▶ [Exercise goal]:
Retype exactly the lines from the line with "If you could point to the twin" to the end of the data, keeping both boundary lines.

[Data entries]
— start —

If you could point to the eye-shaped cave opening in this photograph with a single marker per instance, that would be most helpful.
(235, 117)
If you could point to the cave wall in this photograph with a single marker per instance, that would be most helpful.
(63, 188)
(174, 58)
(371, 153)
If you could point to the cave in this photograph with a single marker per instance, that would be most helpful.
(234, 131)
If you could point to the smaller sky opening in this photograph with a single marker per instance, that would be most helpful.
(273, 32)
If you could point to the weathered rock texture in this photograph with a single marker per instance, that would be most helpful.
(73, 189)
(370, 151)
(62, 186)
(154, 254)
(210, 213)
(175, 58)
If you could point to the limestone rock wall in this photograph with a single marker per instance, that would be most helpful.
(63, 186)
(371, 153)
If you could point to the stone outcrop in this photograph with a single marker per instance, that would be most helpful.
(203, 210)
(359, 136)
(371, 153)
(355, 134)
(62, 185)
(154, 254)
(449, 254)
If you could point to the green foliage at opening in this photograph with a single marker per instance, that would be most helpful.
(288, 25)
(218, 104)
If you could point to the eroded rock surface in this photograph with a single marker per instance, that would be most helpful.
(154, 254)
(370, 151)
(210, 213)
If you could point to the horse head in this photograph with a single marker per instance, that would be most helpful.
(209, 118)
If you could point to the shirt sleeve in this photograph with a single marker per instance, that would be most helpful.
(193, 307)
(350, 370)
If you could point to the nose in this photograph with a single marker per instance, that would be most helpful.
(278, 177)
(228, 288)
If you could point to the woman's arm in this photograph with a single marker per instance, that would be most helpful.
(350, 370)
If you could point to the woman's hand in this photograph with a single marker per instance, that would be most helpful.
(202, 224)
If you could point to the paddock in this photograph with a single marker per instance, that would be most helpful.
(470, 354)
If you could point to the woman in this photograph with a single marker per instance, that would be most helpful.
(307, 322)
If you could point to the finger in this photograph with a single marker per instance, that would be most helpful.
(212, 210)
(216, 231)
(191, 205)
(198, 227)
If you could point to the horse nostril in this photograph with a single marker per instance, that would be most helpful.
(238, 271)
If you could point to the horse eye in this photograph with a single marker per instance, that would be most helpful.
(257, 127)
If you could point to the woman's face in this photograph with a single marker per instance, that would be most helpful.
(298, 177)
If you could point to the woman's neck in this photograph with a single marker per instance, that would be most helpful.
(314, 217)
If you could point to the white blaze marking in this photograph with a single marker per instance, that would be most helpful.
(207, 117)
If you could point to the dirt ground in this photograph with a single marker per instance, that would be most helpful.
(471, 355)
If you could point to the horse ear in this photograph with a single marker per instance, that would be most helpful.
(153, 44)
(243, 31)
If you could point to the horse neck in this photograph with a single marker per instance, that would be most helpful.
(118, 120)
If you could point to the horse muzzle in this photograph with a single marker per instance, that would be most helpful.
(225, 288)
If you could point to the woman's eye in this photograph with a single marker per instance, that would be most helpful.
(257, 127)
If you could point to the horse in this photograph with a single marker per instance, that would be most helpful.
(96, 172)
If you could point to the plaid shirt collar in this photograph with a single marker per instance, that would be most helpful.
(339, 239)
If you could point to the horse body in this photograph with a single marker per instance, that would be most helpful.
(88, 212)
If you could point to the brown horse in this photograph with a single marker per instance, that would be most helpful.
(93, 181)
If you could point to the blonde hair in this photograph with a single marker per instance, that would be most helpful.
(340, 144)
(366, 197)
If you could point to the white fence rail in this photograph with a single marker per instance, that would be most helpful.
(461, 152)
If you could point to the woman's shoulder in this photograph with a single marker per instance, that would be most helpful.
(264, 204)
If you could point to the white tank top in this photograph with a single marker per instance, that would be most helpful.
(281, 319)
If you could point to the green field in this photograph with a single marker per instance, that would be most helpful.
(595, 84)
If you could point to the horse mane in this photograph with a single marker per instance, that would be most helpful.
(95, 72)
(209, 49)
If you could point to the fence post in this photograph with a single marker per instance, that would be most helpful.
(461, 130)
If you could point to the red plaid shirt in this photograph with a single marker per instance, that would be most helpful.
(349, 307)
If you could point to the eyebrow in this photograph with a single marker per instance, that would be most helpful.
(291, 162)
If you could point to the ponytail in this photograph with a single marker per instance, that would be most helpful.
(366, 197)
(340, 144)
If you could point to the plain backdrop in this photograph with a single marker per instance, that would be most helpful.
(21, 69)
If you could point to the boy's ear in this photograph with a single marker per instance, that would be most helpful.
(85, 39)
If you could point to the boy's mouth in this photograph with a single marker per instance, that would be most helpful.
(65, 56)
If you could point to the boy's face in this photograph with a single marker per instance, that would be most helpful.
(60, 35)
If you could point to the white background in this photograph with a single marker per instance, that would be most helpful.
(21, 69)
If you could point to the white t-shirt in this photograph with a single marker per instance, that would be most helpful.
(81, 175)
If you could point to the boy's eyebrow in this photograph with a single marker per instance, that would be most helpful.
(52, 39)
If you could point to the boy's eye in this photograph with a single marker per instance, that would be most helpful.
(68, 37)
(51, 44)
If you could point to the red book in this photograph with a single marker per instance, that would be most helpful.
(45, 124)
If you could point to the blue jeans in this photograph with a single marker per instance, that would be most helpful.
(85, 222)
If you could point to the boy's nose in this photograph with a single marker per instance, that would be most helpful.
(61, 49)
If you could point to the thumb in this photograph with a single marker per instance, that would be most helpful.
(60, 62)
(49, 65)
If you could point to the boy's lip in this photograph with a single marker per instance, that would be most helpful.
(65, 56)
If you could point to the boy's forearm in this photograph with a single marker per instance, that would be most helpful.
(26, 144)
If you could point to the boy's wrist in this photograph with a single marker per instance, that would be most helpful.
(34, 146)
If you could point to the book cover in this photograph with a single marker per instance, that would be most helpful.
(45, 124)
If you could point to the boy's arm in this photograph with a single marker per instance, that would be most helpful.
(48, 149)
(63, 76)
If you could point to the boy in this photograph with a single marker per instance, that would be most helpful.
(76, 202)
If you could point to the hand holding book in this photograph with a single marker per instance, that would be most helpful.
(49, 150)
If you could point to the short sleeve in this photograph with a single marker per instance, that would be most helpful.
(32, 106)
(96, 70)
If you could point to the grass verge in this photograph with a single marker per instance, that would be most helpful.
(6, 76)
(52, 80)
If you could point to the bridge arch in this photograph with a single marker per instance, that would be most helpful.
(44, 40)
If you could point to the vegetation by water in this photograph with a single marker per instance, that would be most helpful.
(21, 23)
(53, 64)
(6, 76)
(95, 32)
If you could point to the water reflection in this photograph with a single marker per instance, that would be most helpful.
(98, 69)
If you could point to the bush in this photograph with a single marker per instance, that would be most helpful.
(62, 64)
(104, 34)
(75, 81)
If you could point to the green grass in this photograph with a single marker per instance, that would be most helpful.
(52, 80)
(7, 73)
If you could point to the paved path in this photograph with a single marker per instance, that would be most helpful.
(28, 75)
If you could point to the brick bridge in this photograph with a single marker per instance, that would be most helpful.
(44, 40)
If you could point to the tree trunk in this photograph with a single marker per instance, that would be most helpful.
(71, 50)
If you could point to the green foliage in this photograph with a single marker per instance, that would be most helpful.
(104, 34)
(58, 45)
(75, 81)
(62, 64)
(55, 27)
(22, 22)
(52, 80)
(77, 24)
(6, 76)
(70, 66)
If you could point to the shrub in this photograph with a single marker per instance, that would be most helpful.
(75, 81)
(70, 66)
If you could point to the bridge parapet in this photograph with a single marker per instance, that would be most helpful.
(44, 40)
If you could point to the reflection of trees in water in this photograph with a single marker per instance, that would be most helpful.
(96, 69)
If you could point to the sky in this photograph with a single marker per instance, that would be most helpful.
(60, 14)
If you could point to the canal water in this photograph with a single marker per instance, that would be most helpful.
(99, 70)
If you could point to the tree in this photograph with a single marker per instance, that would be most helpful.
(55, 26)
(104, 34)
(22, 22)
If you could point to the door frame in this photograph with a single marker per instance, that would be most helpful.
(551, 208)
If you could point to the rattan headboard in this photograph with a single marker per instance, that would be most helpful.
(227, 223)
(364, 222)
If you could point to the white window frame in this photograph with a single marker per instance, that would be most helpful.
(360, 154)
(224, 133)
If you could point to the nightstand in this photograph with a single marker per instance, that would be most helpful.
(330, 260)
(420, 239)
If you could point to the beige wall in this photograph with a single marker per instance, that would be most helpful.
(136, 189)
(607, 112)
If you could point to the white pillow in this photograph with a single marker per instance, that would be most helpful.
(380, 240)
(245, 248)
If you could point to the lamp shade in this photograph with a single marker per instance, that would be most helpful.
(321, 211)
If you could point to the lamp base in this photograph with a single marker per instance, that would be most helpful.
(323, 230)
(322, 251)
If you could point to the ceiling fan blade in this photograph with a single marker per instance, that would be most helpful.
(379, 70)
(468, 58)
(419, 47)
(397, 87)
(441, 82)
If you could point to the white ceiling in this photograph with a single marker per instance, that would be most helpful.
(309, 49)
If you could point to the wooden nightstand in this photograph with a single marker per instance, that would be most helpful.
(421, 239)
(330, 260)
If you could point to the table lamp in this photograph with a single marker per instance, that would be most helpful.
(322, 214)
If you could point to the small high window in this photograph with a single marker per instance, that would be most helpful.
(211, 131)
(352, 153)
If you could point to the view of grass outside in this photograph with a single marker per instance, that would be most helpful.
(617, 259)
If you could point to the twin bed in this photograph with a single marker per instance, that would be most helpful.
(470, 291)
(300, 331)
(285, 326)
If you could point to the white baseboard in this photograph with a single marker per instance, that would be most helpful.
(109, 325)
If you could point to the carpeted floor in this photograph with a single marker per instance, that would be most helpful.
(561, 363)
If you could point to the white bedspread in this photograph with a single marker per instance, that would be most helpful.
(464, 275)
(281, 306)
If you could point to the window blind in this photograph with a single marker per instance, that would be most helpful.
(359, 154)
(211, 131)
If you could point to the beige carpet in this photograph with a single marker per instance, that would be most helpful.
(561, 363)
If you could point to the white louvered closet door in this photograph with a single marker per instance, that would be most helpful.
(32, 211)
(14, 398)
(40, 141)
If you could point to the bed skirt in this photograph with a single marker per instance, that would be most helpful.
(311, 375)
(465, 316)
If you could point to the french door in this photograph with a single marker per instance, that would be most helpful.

— end —

▶ [Solution below]:
If you could point to the twin bed in this photograph with a single marker per instance, that would be most helpful.
(470, 291)
(300, 331)
(285, 326)
If you could point to the white baseboard in this photograph with a single marker per instance, that would be most helpful.
(109, 325)
If you could point to the carpeted floor in this photograph with a single marker per instance, that would be most helpful.
(561, 363)
If you could point to the white bedspread in this photograph with a single marker per instance, that would be most helpful.
(464, 275)
(281, 306)
If you could point to the window blind in this photograph with a single marker per instance, that would be most helpful.
(359, 154)
(211, 131)
If you could point to the beige carpet in this photograph with a single marker per instance, that would be most helpful.
(561, 363)
If you could point to the white louvered closet door in this photograph with a single marker per instance, that would be most helpful.
(32, 211)
(14, 398)
(40, 141)
If you could point to the bed skirt in this photograph with a single marker per instance, that would be most helpful.
(311, 375)
(465, 316)
If you could point to the french door in this photograph with a single marker per instance, that would be most helpful.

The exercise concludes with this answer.